**WHAT TO DO**
All lines ahead of the one containing "Identify every instance of the white" are to be left out; that line and each one after it, through the end of the records below, are to be duplicated exactly.

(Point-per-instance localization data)
********************

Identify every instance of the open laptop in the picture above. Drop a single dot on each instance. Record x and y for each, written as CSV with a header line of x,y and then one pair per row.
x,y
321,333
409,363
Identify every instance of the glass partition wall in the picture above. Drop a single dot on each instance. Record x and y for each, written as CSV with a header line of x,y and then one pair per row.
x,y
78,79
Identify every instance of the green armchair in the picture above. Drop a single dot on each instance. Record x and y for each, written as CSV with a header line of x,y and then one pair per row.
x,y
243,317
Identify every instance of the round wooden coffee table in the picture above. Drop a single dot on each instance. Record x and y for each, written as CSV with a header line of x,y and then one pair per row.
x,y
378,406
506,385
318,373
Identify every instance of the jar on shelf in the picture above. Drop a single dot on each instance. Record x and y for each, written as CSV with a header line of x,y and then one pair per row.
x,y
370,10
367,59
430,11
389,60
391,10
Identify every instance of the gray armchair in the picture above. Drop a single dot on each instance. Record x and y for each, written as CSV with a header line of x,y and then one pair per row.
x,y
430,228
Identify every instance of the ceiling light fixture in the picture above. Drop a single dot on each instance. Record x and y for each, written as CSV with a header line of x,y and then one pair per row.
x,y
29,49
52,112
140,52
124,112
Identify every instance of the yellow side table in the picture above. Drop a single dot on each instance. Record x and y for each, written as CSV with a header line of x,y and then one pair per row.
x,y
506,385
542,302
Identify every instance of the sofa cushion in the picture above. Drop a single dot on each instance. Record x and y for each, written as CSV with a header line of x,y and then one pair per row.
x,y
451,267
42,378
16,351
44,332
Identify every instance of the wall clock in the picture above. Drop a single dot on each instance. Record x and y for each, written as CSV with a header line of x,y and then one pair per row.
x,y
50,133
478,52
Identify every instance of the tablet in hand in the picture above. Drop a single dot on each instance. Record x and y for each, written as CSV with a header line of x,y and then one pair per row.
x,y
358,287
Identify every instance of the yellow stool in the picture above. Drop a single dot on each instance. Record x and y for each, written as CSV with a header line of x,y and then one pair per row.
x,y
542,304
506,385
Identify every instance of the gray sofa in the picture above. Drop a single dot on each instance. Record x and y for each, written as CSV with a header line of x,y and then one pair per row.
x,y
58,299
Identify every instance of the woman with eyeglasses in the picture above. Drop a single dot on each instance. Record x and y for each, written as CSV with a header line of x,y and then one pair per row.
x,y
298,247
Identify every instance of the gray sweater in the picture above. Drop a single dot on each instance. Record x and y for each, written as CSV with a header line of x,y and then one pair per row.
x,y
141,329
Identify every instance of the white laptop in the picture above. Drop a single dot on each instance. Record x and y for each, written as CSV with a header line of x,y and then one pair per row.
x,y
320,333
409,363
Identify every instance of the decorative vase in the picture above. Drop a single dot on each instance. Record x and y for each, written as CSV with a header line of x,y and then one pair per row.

********************

**ANSWER AREA**
Identify every instance of the white laptop in the picture above. Drop a single dot on each instance. Record x and y for each, written as CSV with a header line of x,y and then one pair per row.
x,y
320,333
409,363
Identify every instance of the decorative vase in the picture above. Drop a single dot on each instance. Record x and y for each, written as CSV with a header line of x,y and then one pair per row.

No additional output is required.